# Supplied text start

This is a guest post by Lisa Kennelly, a marketing and communications professional who has lived and worked in the US, Canada, and Europe. She is the Chief Marketing Officer at Fishbrain, the most popular app and community for people who love fishing, the world’s №1 hobby. She previously led marketing at the leading female health app Clue and is an advisor for BOOST Thyroid as well as several other apps and startups.
How you can build your startup’s brand, and when and how to get your app or company to “Minimum Viable Brand”.
Most app startups tend to focus on product first and finding scalable marketing channels second. But branding IS important for consumer startups, even in the early days (despite what Andrew Chen says). The trick is to know how much brand work is the right amount for where you’re at and what your company or app needs.
Because so few app marketers understand brand building, an app with a strong brand is going to have a long-term advantage in retention and organic growth over one that doesn’t. All features being equal, you’re more likely to keep using a product for which you have a positive affinity. And the best way to develop that is through brand.
Ultimately, you’re fighting for a spot on a user’s home screen on their personal device — so it really helps if users not only love the product but love the brand.
In this blog post, I’ll share some advice on building your MVB — Minimum Viable Brand — and when it’s the right time to invest more time, effort, and money into scaling up your brand efforts, based on my experiences building and advising brands for several startups in the US and Europe.
Brand vs Brand Marketing
First, some definitions. What are we talking about when we talk about brand? I think it’s important to distinguish between brand and brand marketing.
Brand is the look, feel, tone, and positioning of your internal and external communications and visuals.
Brand marketing is the activity of externally raising awareness of your company or product, which can be organic or paid.
Brand is worth a strategic time and mental investment. Brand marketing should wait until you have scaled and become more established — unless you are not currently focused on rapid growth and scaling.
Let’s start with brand.
Developing the initial visual brand for a startup is relatively straightforward. Sure, you have to decide on a name, logo, app icon, color scheme, and font (discussions which can certainly be highly emotional and dramatic, depending on the parties involved!) But because these are things you cannot launch without, usually everyone is able to agree, commit, and move on.
My recommendation is that around the same time you decide on the visual language, decide on your Minimum Viable Brand as well. You should be able to answer the following questions:
What are our brand values?
What do we sound like?
How do we communicate?
How are we different from the competition?
Like your visual brand, your overall company branding is not permanent! It’s easy to get stuck investing a lot of time in something that feels so significant to your product’s identity. Don’t do that. Put in some foundational brand work early, then leave it behind. The most important things are that it is A. Specific B. Actionable and C. Good enough to run with for now.

# Supplied text end
# Data start

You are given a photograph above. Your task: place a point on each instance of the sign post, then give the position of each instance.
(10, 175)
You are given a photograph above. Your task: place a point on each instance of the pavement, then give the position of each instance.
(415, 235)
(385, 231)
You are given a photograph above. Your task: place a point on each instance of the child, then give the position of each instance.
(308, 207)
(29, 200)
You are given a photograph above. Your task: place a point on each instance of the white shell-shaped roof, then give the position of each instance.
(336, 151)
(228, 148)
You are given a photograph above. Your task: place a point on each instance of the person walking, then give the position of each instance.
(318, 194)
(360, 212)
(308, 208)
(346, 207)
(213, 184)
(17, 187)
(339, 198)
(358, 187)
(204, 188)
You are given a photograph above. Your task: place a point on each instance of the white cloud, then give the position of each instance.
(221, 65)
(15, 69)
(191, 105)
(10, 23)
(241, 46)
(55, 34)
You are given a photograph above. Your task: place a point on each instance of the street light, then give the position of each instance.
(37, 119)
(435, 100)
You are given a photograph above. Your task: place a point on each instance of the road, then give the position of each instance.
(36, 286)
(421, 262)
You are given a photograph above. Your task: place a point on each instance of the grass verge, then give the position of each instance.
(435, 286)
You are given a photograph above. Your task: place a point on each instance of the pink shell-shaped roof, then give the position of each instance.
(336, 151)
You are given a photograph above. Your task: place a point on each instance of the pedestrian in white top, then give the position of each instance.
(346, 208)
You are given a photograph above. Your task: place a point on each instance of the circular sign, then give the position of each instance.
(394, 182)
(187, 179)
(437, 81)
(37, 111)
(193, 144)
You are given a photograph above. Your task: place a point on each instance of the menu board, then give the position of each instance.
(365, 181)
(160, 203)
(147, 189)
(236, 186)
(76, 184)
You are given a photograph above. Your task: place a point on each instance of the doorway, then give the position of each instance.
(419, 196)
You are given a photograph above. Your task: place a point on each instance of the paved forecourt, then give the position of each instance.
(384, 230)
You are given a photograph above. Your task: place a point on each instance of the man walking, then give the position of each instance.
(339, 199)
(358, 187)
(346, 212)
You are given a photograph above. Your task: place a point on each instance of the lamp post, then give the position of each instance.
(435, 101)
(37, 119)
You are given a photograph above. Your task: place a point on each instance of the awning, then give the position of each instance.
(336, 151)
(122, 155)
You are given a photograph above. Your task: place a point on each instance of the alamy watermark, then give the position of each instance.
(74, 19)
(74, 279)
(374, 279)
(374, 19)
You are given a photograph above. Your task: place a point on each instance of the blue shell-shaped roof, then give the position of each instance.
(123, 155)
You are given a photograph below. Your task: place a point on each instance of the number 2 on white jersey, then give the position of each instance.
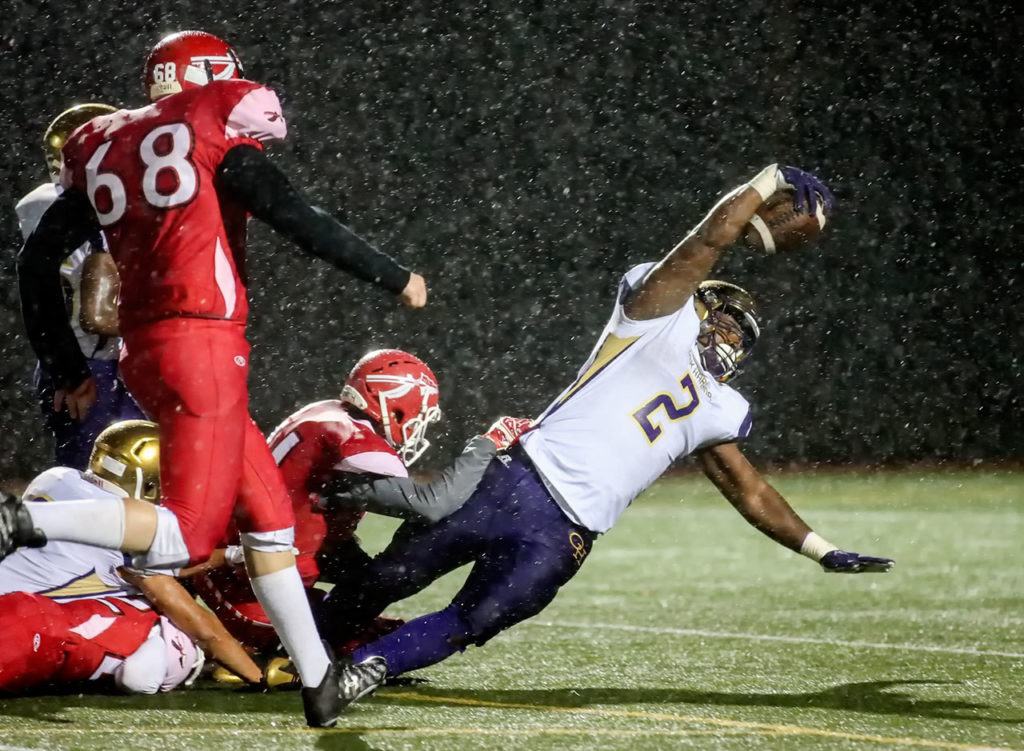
(174, 159)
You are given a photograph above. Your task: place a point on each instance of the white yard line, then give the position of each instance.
(704, 633)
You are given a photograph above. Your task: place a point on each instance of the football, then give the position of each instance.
(777, 226)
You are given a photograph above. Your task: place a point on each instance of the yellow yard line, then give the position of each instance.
(718, 725)
(781, 729)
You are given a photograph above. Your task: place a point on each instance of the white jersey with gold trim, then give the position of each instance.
(30, 210)
(640, 402)
(64, 570)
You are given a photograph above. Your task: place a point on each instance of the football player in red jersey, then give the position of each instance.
(43, 641)
(370, 435)
(172, 185)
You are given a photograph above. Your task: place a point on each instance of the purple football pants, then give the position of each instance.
(73, 439)
(522, 546)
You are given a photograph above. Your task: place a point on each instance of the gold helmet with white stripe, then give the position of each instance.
(62, 126)
(127, 454)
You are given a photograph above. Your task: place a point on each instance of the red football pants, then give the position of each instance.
(44, 641)
(190, 375)
(32, 640)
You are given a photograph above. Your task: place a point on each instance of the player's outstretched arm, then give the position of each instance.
(170, 598)
(98, 314)
(266, 193)
(764, 508)
(68, 223)
(410, 499)
(431, 501)
(674, 280)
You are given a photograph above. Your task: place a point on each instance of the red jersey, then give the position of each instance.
(178, 244)
(101, 632)
(316, 442)
(310, 447)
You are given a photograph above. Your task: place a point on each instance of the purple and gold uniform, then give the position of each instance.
(73, 439)
(641, 401)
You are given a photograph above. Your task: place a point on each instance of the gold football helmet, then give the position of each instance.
(127, 454)
(729, 329)
(62, 126)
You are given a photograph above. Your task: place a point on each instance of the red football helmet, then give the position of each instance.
(187, 59)
(399, 392)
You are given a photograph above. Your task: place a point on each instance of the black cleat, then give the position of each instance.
(16, 529)
(323, 704)
(361, 678)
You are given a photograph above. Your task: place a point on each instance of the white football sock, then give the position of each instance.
(284, 598)
(97, 522)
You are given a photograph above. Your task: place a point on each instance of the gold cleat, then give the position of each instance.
(282, 675)
(222, 675)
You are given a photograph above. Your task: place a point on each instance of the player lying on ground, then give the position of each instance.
(653, 389)
(171, 185)
(89, 276)
(361, 444)
(72, 612)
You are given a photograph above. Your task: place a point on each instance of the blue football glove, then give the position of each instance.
(840, 561)
(807, 191)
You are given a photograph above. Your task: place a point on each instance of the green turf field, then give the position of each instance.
(686, 629)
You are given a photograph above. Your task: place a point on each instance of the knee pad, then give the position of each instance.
(168, 550)
(478, 626)
(275, 541)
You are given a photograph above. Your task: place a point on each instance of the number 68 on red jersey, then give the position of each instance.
(150, 175)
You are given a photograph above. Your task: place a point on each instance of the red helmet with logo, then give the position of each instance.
(188, 59)
(399, 392)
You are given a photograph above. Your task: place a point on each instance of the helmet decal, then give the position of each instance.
(188, 59)
(729, 328)
(398, 391)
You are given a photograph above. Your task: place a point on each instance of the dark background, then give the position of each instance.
(522, 156)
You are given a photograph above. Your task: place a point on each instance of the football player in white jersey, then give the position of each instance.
(125, 462)
(90, 282)
(653, 389)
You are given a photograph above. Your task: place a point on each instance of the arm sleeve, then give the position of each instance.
(431, 501)
(265, 192)
(68, 223)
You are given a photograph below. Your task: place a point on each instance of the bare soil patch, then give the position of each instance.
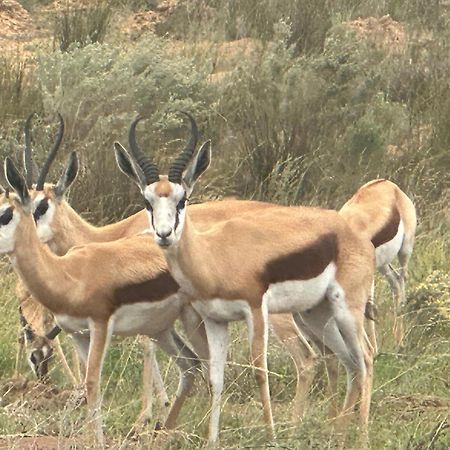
(384, 32)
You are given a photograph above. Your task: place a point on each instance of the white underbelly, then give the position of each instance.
(299, 295)
(72, 324)
(136, 318)
(386, 252)
(223, 310)
(147, 318)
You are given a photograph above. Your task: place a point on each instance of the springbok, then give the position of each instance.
(128, 295)
(62, 228)
(381, 212)
(38, 336)
(305, 261)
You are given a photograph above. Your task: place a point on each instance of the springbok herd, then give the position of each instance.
(305, 273)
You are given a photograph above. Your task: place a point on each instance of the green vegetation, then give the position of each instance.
(302, 109)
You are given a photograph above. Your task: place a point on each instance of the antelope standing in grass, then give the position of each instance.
(381, 212)
(38, 333)
(128, 295)
(39, 337)
(62, 228)
(298, 260)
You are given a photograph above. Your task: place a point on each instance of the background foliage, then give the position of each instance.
(302, 107)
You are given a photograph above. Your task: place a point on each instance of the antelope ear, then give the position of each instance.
(68, 176)
(198, 165)
(16, 180)
(128, 166)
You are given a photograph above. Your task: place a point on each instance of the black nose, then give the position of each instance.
(164, 234)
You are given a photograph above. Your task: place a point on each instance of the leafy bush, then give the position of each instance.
(99, 89)
(429, 302)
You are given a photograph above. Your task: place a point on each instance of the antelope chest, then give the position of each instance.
(299, 295)
(147, 318)
(386, 252)
(137, 318)
(72, 324)
(223, 310)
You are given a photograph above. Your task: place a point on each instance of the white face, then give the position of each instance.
(166, 208)
(9, 218)
(43, 209)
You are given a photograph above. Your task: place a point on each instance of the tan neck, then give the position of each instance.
(43, 273)
(71, 229)
(184, 259)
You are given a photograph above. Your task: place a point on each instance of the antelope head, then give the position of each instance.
(165, 196)
(13, 207)
(46, 197)
(39, 348)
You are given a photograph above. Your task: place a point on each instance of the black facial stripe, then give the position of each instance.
(180, 206)
(6, 217)
(41, 209)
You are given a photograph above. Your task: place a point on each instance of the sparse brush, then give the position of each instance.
(81, 25)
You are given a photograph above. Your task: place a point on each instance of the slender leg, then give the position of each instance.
(370, 322)
(188, 364)
(396, 289)
(347, 344)
(151, 379)
(288, 333)
(76, 364)
(62, 357)
(332, 368)
(19, 354)
(196, 334)
(158, 382)
(100, 334)
(218, 339)
(82, 342)
(147, 385)
(259, 339)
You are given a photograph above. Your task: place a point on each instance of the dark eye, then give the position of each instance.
(41, 209)
(6, 217)
(147, 205)
(182, 203)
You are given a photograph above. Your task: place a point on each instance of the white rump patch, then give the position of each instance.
(223, 310)
(300, 295)
(386, 252)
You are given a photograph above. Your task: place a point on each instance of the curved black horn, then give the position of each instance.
(51, 155)
(53, 333)
(182, 160)
(149, 168)
(27, 158)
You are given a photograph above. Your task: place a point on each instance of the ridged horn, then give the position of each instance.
(149, 168)
(27, 157)
(182, 160)
(51, 155)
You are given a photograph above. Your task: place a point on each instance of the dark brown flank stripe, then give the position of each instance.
(303, 264)
(152, 290)
(389, 230)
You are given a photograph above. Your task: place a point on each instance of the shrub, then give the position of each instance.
(99, 89)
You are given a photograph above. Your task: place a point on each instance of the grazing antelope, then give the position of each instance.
(130, 294)
(300, 260)
(381, 212)
(39, 336)
(62, 228)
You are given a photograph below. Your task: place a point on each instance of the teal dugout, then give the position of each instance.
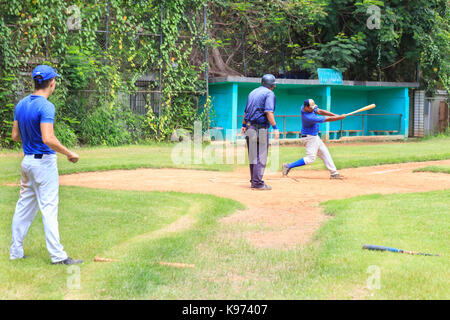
(390, 117)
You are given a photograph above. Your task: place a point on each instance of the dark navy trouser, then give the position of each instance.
(258, 148)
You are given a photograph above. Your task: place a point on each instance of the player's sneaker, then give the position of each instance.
(264, 187)
(336, 176)
(68, 261)
(286, 169)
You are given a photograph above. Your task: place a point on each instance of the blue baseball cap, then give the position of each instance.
(46, 72)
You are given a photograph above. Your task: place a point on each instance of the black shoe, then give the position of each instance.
(264, 187)
(336, 176)
(68, 261)
(286, 169)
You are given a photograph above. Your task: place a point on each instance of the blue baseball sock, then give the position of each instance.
(297, 163)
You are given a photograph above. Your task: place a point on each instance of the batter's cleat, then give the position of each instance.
(286, 169)
(68, 261)
(336, 176)
(264, 187)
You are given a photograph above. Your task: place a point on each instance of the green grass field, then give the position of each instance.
(437, 169)
(159, 156)
(143, 228)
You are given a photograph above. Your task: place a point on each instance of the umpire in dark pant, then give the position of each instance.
(258, 117)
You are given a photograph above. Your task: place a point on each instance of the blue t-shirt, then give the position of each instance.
(259, 101)
(30, 112)
(310, 122)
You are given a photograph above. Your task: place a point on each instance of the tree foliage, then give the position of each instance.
(289, 38)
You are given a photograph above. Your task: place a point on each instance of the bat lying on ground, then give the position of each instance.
(381, 248)
(99, 259)
(370, 106)
(176, 264)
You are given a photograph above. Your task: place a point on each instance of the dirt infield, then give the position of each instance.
(289, 213)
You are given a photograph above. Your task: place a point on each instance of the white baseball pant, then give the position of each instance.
(315, 147)
(39, 189)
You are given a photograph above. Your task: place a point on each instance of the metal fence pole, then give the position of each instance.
(243, 50)
(205, 27)
(160, 62)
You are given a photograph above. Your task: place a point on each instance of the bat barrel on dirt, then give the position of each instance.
(381, 248)
(370, 106)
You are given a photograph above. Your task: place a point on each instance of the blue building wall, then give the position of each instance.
(229, 101)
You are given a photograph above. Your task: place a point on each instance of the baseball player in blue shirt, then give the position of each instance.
(258, 117)
(34, 116)
(311, 117)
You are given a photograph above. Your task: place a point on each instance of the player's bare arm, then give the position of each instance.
(15, 134)
(325, 113)
(243, 129)
(49, 138)
(271, 118)
(335, 118)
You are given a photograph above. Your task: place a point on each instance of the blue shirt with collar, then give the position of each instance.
(30, 112)
(259, 101)
(310, 122)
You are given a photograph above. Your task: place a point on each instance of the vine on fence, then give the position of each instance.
(100, 69)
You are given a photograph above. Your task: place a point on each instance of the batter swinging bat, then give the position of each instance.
(370, 106)
(381, 248)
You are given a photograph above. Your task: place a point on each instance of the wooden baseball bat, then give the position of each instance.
(382, 248)
(370, 106)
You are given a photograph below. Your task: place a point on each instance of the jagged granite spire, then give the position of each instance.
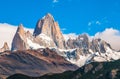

# Data end

### What this exercise asks
(a) From the branding text, list every choice it says a startup has to make when developing its initial visual brand.
(b) Reproduce the passage of the branding text between "Most app startups" and "love the brand.", inclusive.

### Results for the exercise
(a)
- name
- logo
- app icon
- color scheme
- font

(b)
Most app startups tend to focus on product first and finding scalable marketing channels second. But branding IS important for consumer startups, even in the early days (despite what Andrew Chen says). The trick is to know how much brand work is the right amount for where you’re at and what your company or app needs.
Because so few app marketers understand brand building, an app with a strong brand is going to have a long-term advantage in retention and organic growth over one that doesn’t. All features being equal, you’re more likely to keep using a product for which you have a positive affinity. And the best way to develop that is through brand.
Ultimately, you’re fighting for a spot on a user’s home screen on their personal device — so it really helps if users not only love the product but love the brand.